• **Task item**
Print the entries below again exactly as they stand, but skip any picture.
***** Source information
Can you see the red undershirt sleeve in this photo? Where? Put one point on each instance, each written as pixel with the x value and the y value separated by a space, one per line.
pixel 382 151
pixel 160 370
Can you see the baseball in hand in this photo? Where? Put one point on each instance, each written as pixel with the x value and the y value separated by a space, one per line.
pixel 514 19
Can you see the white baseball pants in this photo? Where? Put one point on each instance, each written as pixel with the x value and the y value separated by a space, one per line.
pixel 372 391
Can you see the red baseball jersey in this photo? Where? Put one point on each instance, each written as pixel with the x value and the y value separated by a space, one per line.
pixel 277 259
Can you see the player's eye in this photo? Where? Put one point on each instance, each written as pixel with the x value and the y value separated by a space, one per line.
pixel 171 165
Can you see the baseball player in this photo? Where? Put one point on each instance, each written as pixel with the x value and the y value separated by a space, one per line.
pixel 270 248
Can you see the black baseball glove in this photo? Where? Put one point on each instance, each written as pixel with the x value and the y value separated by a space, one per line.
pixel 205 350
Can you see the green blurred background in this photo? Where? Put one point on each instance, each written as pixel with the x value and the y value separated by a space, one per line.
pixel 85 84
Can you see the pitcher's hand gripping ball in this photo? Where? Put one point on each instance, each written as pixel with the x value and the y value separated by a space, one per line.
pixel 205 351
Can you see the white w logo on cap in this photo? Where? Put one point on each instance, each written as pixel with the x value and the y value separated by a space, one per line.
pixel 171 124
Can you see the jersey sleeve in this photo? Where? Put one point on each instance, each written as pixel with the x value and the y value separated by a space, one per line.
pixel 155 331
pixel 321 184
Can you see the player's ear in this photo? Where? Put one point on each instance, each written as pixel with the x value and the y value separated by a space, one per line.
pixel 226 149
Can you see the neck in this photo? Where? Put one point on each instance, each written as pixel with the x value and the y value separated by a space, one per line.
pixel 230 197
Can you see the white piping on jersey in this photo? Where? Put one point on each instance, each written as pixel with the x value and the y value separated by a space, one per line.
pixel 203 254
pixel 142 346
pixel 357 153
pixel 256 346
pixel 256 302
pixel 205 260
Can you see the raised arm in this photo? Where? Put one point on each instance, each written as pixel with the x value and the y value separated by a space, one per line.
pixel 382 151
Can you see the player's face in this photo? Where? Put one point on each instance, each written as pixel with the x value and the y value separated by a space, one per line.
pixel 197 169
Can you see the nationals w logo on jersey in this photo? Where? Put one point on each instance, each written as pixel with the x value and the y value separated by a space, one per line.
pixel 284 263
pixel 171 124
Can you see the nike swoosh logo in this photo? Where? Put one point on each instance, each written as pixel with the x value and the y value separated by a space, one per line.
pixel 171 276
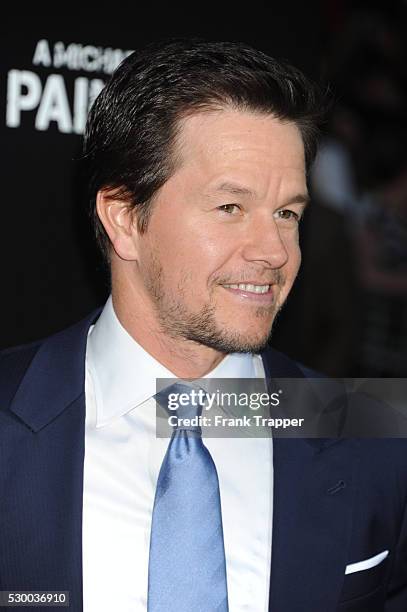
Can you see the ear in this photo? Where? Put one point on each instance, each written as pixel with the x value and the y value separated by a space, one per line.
pixel 118 219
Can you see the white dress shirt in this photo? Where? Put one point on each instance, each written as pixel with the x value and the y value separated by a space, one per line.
pixel 123 457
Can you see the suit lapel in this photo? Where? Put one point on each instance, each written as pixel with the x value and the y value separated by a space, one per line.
pixel 312 513
pixel 44 451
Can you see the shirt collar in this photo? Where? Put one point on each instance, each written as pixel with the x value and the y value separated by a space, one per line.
pixel 124 374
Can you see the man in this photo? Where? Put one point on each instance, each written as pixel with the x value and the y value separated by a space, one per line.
pixel 197 155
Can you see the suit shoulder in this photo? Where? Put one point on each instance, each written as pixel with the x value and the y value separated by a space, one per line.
pixel 14 363
pixel 281 365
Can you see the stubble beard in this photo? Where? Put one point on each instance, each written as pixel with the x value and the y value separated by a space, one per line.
pixel 177 322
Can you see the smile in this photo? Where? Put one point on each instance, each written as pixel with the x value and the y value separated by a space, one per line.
pixel 250 288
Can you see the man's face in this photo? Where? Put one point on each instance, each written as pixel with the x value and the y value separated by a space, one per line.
pixel 221 251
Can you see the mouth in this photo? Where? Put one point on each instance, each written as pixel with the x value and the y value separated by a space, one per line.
pixel 262 294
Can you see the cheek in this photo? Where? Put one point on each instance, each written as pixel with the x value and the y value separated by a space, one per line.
pixel 294 260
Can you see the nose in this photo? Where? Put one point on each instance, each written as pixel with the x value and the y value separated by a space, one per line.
pixel 267 243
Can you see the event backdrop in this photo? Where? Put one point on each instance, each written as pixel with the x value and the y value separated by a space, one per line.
pixel 52 65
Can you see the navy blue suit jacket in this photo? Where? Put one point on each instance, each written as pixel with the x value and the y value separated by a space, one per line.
pixel 336 502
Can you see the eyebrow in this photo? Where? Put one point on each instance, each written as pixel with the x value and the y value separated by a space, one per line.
pixel 234 189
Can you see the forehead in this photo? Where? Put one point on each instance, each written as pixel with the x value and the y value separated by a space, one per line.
pixel 250 142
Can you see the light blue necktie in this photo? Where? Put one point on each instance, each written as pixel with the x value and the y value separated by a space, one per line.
pixel 187 568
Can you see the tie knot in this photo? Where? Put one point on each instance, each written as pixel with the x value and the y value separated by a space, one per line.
pixel 184 401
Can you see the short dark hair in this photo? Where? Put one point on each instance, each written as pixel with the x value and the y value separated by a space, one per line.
pixel 133 124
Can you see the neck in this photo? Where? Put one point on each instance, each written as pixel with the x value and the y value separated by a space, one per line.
pixel 184 358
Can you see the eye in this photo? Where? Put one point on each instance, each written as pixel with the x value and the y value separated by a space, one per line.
pixel 230 209
pixel 288 215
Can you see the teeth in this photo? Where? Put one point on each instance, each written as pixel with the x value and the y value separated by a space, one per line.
pixel 250 288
**********
• **Reply to the exercise**
Can you see the red undershirt sleeve in this photo? Where? Put one point on each instance, each written as pixel with the x value and the y value separated by a space, one per line.
pixel 382 151
pixel 160 370
Can you see the baseball in hand in this photo? Where? Put one point on each instance, each written as pixel with the x value and the y value separated by a space, one per line.
pixel 514 19
Can you see the white baseball pants in this photo? Where? Put one point on each instance, each written as pixel with the x value and the y value separated by a space, one per line.
pixel 372 391
Can you see the red baseball jersey in this photo? Where? Put one point on each instance, each written as pixel with the x value and the y value separated by a space, one per line.
pixel 277 259
Can you see the player's eye in this photo? Where? Put one point on each instance, each written as pixel with the x value and the y value separated by a space, one per line.
pixel 171 165
Can you see the baseball player in this photo? Where? Put one point on each instance, each written as pixel with the x value and the y value separated by a space, one per line.
pixel 270 248
Can you see the black baseball glove in this photo? Where? Put one point on each instance, each written as pixel with the x value and the y value separated by a space, one per line.
pixel 205 350
Can you see the green blurred background in this photo? Where? Put one point on each instance, each written as pixel with the x value and the y value separated by a space, one per line.
pixel 85 84
Can you see the pitcher's hand gripping ball in this photo? Where? Put one point on each instance, each written as pixel with the x value and the y value separated by a space, one per line.
pixel 205 351
Can you see the white w logo on cap in this photo? Where? Put one point on each instance, each written as pixel with the x value and the y value separated by a space, one per line.
pixel 171 124
Can you see the jersey sleeve in this photo? Where? Put one point on each instance, each written as pixel with the x value and the y value separated by a space, one per line.
pixel 155 331
pixel 321 184
Can you see the player's ear in this photo? Where? Put one point on each instance, each written as pixel with the x value and the y value separated by a space, one per line.
pixel 226 149
Can you see the neck in this photo? Where? Put one point on each instance, each written as pixel with the x value and the y value separated by a space, one per line.
pixel 230 197
Can you see the white piping on jersey in this photo? Where? Put one point on each instance, each written as pixel with the x value and the y value separated by a space, one per line.
pixel 203 254
pixel 142 346
pixel 357 153
pixel 256 346
pixel 256 302
pixel 205 260
Can you see the raised arm in this photo? Where? Put one point on each instance, each written as pixel with the x value and the y value separated by a space, one per line.
pixel 382 151
Can you see the player's face in this photo? Where? Put one point on each instance, each written as pixel with the x value and the y value separated by a space, one per line.
pixel 197 169
Can you see the nationals w logo on jersey in this photo? Where? Put one point on each instance, each written as pixel with the x value and the y value separated by a space, one per line.
pixel 284 263
pixel 171 124
Can you see the nike swoosh logo in this photo? Where? Put one point on each instance, each written as pixel with the x value and the y value separated by a space, one per line.
pixel 171 276
Can you see the ear in this photo? Where? Put one point on each instance, each written as pixel with the x value and the y value separated by a space, one per line.
pixel 118 219
Can you see the white dress shirt in this photo? Where? Put one point on each instance, each written as pixel with the x value and the y value separated by a space, one per line.
pixel 123 457
Can you see the suit lapel in this photo? Where? Put one point on each instance, each written as pixel with the x value and the y value separated by a space, one per line.
pixel 312 513
pixel 44 451
Can you see the shirt collar in this photo? Where? Put one point on each instance, each written as pixel with the x value and the y value separated by a space, one per line.
pixel 124 374
Can you see the man in this photo? Where? Put one point on each instance, each written as pixel with the x value and the y value separated by a space, one per line.
pixel 197 155
Can you see the suit shoulder in this photo? Where? Put one point on each instance, each written as pixel with the x value and the y value separated by a space, one per line.
pixel 14 363
pixel 281 365
Can you see the stubble beard in this photo? Where? Put one point on each instance, each written as pixel with the x value and the y value separated by a space, one per line.
pixel 177 322
Can you see the smile in this photo? Where? Put one point on each instance, each written as pixel with the x value and the y value separated by a space, one per line.
pixel 250 288
Can you see the man's face in this photo? Where? Put one point on each instance, each written as pixel with the x value and the y value separated by a space, one per line.
pixel 221 251
Can you see the mouth in this photo? Where? Put one point on each instance, each written as pixel with the x value and the y value separated by a space, one per line.
pixel 262 294
Can you see the cheek in this photo? Where? Put one point on each instance, each written as pixel with the x value and the y value separated by a space, one per line.
pixel 294 260
Can you see the nose in this photo? Where? Put one point on each instance, each written as pixel with the x value and the y value separated by a space, one per line.
pixel 267 243
Can you see the event backdrop in this photo? Where? Put one point on each instance, each written as pixel with the x value and the y value separated by a space, one per line.
pixel 52 65
Can you see the navy blue suit jacket in this photo? Where? Put one point on each instance, each written as pixel with the x value and the y value separated by a space, one per line.
pixel 336 502
Can you see the eyebrow in this photo? Where? Put one point on each instance, each written as pixel with the x value and the y value separated by a space, one per line.
pixel 234 189
Can you see the forehead in this photo? Where? Put one point on each instance, each written as pixel with the x value and the y value separated by a space, one per line.
pixel 250 142
Can you see the light blue necktie in this photo? Where? Put one point on each instance, each written as pixel with the x value and the y value separated by a space, one per line.
pixel 187 568
Can you see the tie knot in this photo? Where? Put one point on each instance, each written as pixel with the x value and the y value separated by a space, one per line.
pixel 184 401
Can you see the short dark hair in this photo? Where? Put one point on each instance, each written as pixel with the x value and the y value separated by a space, one per line.
pixel 133 124
Can you see the neck in this photo? Where? Put one point on each instance, each written as pixel with the x value and the y value separated by a space, one per line.
pixel 184 358
Can you see the eye in this photo? Where? Put one point on each instance, each written as pixel with the x value and the y value separated by a space, one per line.
pixel 230 209
pixel 288 215
Can you see the teeth in this photo? Where? Put one point on each instance, each written as pixel with the x value and the y value separated by a space, one per line.
pixel 250 288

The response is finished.